# Passage shown
+ + +
NAHB Remodeler of the Month: Websites, Social Media for Leads
authors Kacey Larsen
The Sonrise Companies
Broken Arrow, Okla.
Year Founded: 2000
Number of Employees: Work with more than 350 associates
QR: Who started your company?
MF: My wife and I.
QR: When and how did you choose this career?
MF: I started this career by listening to God and walking through a door that He opened for me.
QR: What did you do before becoming a remodeler?
MF: I worked in the financial services industry (MetLife, Prudential, NY Life) in middle management for 14 years, where I learned about networking, meeting customers’ needs and the subtle nuances of sales.
QR: What does being part of NAHB Remodelers mean to you?
MF: Being part of NAHB Remodelers is a pinnacle for me. These men and women are the best of the best. After meeting and getting to know several of my competitors at CADRE, IBS, and at the local and state level, I would consider many of them to be “tip of the spear” great. It is an honor to have my achievements considered among theirs at the same level.
QR: Where do you go to look for solutions and ideas for your business?
MF: I am friends with many of my competitors, as I am highly involved with the local HBA and serve as an officer on the Remodel Council. Plus, I read industry and trade publications, read trends online and participate in continuing education courses.
QR: What have you done to grow your business during the current economy?
MF: We just keep doing what we do best: great customer service, attention to detail, high-quality product and never stop marketing.
QR: How has the remodeling industry changed since you’ve been involved?
MF: There is much more focus on green building and aging-in-place. Having earned my designation for CAPS and working on my designation for green building, we will be positioned to better capture the remodeling market as it moves deeper and deeper into that territory. Plus—while some of the competition is great—we will continue to provide exemplary customer service along with our superior standards of detail and quality control.
QR: What is your focus as a remodeler?
+ + +
# Requirements
Print the section of the remodeler interview starting at "MF: I started" and ending at "mean to you?" without changing a word.

# Given records
+ + +
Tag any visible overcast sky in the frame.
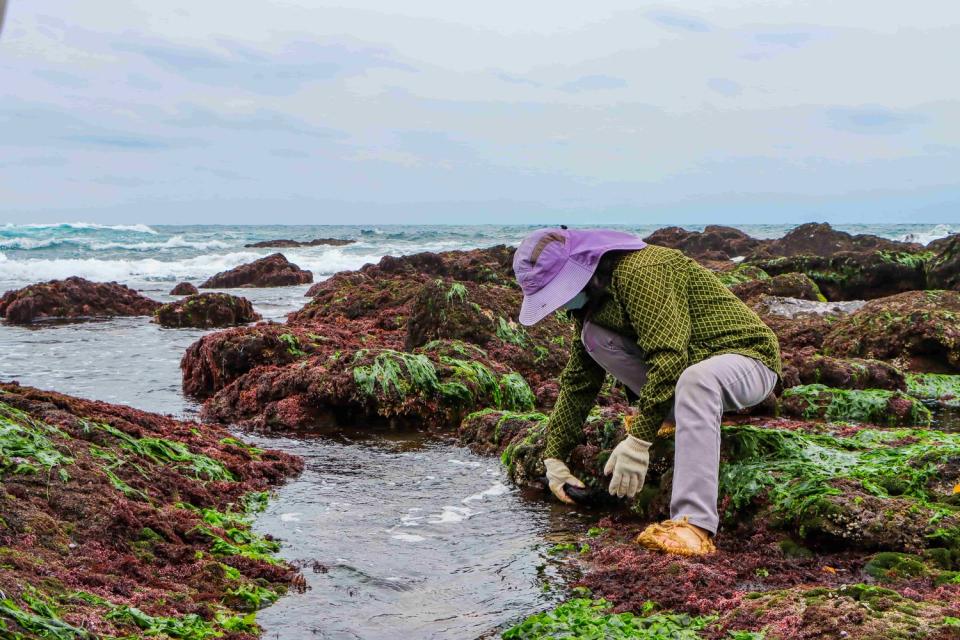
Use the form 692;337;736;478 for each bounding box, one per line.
0;0;960;224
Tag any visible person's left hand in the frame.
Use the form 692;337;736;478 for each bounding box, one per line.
603;434;653;498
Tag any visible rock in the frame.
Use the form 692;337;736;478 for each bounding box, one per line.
783;347;914;395
460;410;960;552
0;383;305;639
180;324;348;398
748;222;924;261
730;273;826;302
0;277;160;324
200;253;313;289
243;238;356;249
644;224;761;260
155;293;260;329
203;340;534;430
750;250;930;300
780;384;931;427
305;245;517;298
823;291;960;372
927;233;960;291
170;282;200;296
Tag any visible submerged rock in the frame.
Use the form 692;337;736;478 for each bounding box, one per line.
155;293;260;329
200;253;313;289
0;383;305;639
823;291;960;371
243;238;356;249
170;282;200;296
0;277;160;324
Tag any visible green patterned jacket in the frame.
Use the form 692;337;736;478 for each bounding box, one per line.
544;245;781;460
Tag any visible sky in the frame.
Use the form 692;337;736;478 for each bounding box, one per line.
0;0;960;224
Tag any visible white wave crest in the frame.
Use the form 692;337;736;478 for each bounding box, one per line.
897;224;960;245
4;222;157;235
0;252;262;282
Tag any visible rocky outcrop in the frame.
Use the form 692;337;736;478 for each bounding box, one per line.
170;282;200;296
748;222;923;260
644;224;762;260
782;347;907;391
154;293;260;329
243;238;356;249
823;291;960;372
203;340;535;429
926;233;960;291
0;277;160;324
200;253;313;289
730;273;826;302
0;383;305;639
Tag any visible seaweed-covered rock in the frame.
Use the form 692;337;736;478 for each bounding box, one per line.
203;340;534;429
170;282;200;296
927;233;960;291
730;273;826;302
155;293;260;329
823;291;960;371
180;324;356;398
306;245;517;298
780;384;930;426
200;253;313;289
405;278;574;387
751;251;930;300
460;409;960;551
243;238;356;249
749;222;923;259
0;384;305;639
644;224;761;260
0;277;160;324
783;347;907;391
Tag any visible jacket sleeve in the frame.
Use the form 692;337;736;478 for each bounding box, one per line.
614;264;691;442
543;322;606;460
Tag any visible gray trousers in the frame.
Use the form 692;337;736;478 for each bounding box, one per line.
581;322;777;533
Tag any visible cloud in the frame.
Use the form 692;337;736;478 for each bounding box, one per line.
560;74;627;93
647;11;712;33
707;78;743;98
824;107;926;135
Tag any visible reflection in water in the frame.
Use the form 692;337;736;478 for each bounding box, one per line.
0;302;589;640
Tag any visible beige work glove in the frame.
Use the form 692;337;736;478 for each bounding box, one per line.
543;458;584;504
603;434;652;498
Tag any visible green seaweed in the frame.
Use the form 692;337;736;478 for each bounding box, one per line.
0;402;73;477
502;598;716;640
781;384;932;426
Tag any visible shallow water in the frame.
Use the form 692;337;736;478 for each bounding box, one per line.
0;285;590;640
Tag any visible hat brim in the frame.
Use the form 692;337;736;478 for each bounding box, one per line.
519;260;594;327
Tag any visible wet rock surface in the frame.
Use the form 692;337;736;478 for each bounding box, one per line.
170;282;200;296
0;384;303;640
200;253;313;289
0;277;160;324
154;293;260;329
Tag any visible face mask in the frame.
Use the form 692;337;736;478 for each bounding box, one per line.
563;291;587;311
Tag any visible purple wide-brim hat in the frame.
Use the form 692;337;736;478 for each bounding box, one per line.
513;229;647;326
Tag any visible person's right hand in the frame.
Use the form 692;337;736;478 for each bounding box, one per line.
543;458;584;504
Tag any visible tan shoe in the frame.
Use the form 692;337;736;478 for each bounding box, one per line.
637;516;717;556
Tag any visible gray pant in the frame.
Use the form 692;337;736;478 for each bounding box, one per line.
581;322;777;533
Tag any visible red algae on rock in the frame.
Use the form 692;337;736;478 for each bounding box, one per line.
0;277;160;324
0;383;304;640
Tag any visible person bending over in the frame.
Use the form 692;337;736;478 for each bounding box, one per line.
513;227;782;555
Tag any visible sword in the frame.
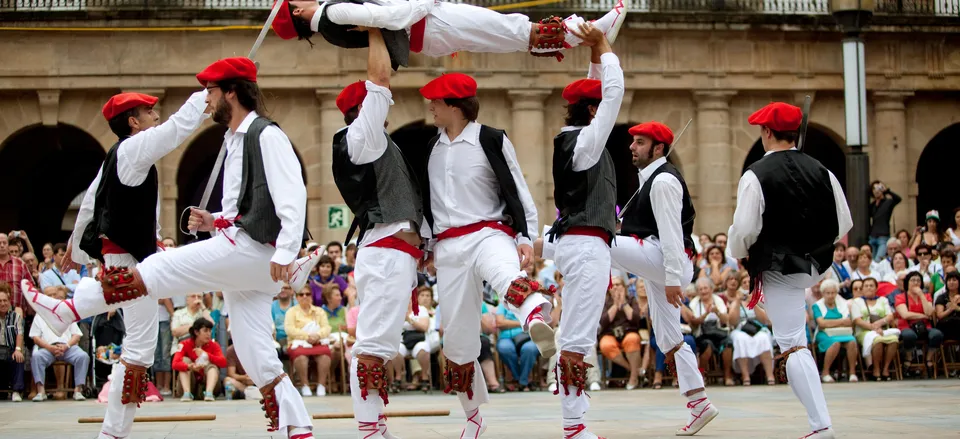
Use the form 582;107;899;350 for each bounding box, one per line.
617;119;693;221
177;0;284;237
797;95;810;151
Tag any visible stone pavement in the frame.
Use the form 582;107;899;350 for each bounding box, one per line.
0;379;960;439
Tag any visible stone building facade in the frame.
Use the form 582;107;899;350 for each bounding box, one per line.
0;0;960;248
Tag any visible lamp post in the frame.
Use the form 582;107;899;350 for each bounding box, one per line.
830;0;876;245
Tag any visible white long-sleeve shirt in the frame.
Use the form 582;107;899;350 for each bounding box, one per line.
72;89;210;264
346;81;419;247
310;0;435;32
426;122;539;245
727;148;853;268
213;111;307;265
561;52;623;172
640;157;690;287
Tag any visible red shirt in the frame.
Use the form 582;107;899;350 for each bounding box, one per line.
0;256;33;312
172;338;227;372
894;292;932;331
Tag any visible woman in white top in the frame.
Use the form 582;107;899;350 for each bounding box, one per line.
850;279;900;381
396;286;440;392
689;277;733;379
727;292;777;386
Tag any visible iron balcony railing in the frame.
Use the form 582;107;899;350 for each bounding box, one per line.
0;0;960;16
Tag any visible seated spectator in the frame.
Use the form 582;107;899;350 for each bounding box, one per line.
0;288;25;402
283;286;332;396
395;286;440;392
700;246;735;291
850;279;900;381
894;270;943;373
908;243;939;290
20;252;41;285
823;242;859;298
812;280;860;383
170;293;214;354
936;270;960;341
850;251;883;284
598;276;646;390
223;345;259;399
724;289;777;386
30;285;90;402
40;243;81;297
497;302;540;392
173;318;227;402
881;251;910;284
689;278;733;374
270;282;297;349
310;256;349;306
717;271;740;302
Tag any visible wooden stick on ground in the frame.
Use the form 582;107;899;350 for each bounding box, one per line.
313;410;450;419
77;415;217;424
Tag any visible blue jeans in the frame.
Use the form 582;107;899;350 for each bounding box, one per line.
650;334;697;372
869;236;890;262
497;338;540;386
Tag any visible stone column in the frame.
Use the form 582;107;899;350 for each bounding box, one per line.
870;91;912;233
693;90;737;234
507;89;556;234
307;89;347;244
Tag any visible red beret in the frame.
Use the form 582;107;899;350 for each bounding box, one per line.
563;79;603;105
273;0;297;40
747;102;803;131
420;73;477;100
197;57;257;87
337;81;367;114
627;122;673;146
103;93;160;120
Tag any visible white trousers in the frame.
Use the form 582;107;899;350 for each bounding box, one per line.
554;235;610;420
610;236;704;395
434;228;553;411
756;271;831;431
100;254;158;439
327;0;532;57
74;230;313;434
350;247;417;422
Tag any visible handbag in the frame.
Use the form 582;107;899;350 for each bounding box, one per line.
910;320;927;340
402;330;427;351
740;319;763;337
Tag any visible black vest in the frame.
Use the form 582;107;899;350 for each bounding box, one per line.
620;163;697;252
333;130;423;242
746;150;840;279
234;116;309;245
317;0;410;70
550;130;617;243
418;125;530;238
80;138;158;262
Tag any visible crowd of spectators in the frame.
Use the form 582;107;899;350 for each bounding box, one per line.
0;182;960;401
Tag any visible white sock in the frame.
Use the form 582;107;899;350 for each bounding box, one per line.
460;409;483;439
288;427;313;439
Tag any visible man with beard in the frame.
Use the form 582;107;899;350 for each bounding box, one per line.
548;23;623;439
273;0;627;69
543;122;720;436
23;58;318;439
418;73;556;438
327;29;423;439
728;102;853;439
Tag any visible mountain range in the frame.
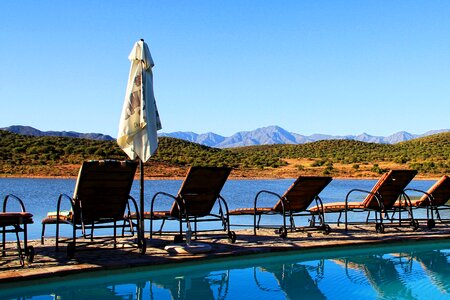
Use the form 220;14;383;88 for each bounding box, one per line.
0;125;114;141
0;125;450;148
160;126;450;148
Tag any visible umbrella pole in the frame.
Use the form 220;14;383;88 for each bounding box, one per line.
138;159;145;242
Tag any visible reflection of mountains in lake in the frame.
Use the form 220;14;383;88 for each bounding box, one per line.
5;243;450;300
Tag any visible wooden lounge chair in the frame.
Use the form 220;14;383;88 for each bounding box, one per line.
311;170;418;233
41;160;145;257
0;194;34;266
229;176;332;238
149;167;236;243
394;175;450;229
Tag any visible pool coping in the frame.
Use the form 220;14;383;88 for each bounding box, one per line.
0;226;450;288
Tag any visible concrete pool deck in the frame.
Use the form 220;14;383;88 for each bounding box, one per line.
0;223;450;286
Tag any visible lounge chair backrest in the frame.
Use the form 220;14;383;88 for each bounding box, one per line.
273;176;332;212
362;170;417;209
417;175;450;206
73;160;137;223
170;167;231;217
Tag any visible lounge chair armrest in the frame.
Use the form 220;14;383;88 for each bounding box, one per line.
127;196;140;218
314;196;323;214
253;190;284;212
345;189;384;210
217;195;228;215
150;192;181;216
3;194;26;212
403;188;434;206
56;194;75;218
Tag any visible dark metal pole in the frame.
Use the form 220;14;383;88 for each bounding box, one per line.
138;159;145;242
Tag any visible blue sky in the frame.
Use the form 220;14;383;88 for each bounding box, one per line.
0;0;450;136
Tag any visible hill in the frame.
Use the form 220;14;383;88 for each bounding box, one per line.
0;131;450;177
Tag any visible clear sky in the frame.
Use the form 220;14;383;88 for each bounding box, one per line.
0;0;450;137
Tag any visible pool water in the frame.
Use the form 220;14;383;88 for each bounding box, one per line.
0;242;450;299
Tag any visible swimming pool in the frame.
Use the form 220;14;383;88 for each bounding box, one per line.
0;241;450;299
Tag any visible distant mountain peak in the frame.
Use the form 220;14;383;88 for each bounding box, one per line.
160;125;450;148
0;125;450;148
0;125;115;141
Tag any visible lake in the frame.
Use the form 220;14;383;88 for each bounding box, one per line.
0;178;442;239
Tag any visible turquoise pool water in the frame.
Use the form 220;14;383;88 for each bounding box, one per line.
0;242;450;299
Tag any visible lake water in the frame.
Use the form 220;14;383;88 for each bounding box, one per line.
0;178;442;239
0;242;450;300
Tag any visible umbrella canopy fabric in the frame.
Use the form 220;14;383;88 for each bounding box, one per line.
117;40;162;162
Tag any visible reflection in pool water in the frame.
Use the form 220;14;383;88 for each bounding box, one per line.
0;242;450;299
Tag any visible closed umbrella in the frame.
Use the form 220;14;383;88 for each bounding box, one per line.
117;39;162;248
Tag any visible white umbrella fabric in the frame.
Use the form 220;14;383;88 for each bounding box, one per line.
117;39;162;246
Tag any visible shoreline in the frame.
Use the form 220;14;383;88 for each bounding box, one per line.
0;224;450;288
0;174;442;181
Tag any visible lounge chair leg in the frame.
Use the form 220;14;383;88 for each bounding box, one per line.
41;224;45;245
113;221;117;249
14;225;25;267
2;226;6;256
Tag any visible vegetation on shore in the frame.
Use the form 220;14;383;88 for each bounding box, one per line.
0;131;450;177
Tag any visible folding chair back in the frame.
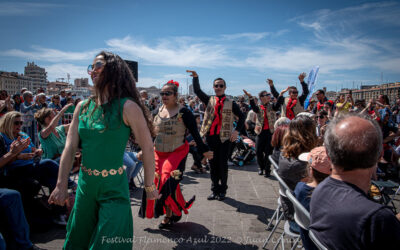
+ + +
# Exercise result
MF: I started this career by listening to God and walking through a door that He opened for me.
QR: What did you do before becoming a remodeler?
MF: I worked in the financial services industry (MetLife, Prudential, NY Life) in middle management for 14 years, where I learned about networking, meeting customers’ needs and the subtle nuances of sales.
QR: What does being part of NAHB Remodelers mean to you?